2.4. Numerical Determination of Plasma Composition and Parameters

The plasma generated by laser ablation of quinoa and amaranth samples was analyzed using a computational program designed for equilibrium plasma calculations [40]. The program assumes that the plasma initially reflects the sample composition and that local thermal equilibrium (LTE) is established at the given temperature and pressure.
Electron and ion densities for all relevant species are determined iteratively using the Saha equation [41], with corrections for ionization potential lowering according to standard models [42,43]. The calculations also enforce quasi-neutrality and account for the contributions of all species to the total pressure.
This procedure provides a consistent set of plasma parameters—including electron density, ionization fractions, and species populations—which can be used to verify the plasma temperatures and electron densities previously determined from experimental measurements for quinoa and amaranth.

3. Results and Discussion

3.1. Experimental Parameter Optimization

LIBS measurements were performed using a laser pulse energy of 150 mJ. The laser beam was focused at positions within ± 5 mm relative to the target surface to determine the optimal conditions for plasma imaging. The laser spot diameter on the sample was approximately 1.2 mm when focused directly on the surface, and about 1.8 mm when focused 5 mm in front of or behind it. Each measurement represents the sum of ten consecutive individual spectra, each acquired from a fresh location on the target surface to ensure sufficient signal intensity and minimize surface-related variations. This procedure was typically repeated three times, and the resulting spectra were averaged. Consequently, all reported spectra correspond to an average of 30 laser pulses. The camera exposure time was set to 60 ms per pulse, and no programmable gate delay was applied. The laser fluence was 9.8 J/cm2, corresponding to a power density of 34 MW/cm2. These acquisition parameters were optimized to maximize the signal-to-noise ratio and ensure reproducible measurements.

____________________

Set of tasks -
a) From the text on quinoa and amaranth plasma, extract the passage that begins at the words "The plasma generated" and stops after the words "temperature and pressure.".
b) In the text on quinoa and amaranth plasma, why was each of the ten consecutive spectra taken from a fresh location on the target surface?

____________________

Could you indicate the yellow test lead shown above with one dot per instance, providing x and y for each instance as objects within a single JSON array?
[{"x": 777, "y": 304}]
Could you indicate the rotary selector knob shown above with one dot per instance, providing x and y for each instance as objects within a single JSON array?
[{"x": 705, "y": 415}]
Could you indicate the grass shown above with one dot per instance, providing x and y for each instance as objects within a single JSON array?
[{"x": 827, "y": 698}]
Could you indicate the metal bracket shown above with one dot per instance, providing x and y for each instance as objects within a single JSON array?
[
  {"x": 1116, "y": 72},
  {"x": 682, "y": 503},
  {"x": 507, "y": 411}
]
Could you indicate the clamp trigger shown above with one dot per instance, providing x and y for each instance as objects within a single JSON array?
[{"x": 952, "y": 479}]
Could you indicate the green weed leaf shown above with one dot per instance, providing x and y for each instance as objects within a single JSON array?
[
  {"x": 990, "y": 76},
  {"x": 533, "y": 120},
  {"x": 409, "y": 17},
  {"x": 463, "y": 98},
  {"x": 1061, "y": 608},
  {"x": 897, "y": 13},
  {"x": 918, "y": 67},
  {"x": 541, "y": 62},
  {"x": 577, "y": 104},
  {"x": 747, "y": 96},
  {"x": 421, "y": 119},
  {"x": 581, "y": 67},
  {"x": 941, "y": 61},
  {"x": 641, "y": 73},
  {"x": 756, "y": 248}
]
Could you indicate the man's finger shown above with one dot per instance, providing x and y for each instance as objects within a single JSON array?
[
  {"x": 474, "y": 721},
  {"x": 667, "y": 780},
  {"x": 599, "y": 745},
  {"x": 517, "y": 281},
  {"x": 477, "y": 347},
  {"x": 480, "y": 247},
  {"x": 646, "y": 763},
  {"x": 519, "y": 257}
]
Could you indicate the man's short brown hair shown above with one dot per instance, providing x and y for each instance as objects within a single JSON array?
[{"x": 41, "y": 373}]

____________________

Solution list -
a)
The plasma generated by laser ablation of quinoa and amaranth samples was analyzed using a computational program designed for equilibrium plasma calculations [40]. The program assumes that the plasma initially reflects the sample composition and that local thermal equilibrium (LTE) is established at the given temperature and pressure.

b) Taking each spectrum from a fresh location ensured sufficient signal intensity and minimized surface-related variations.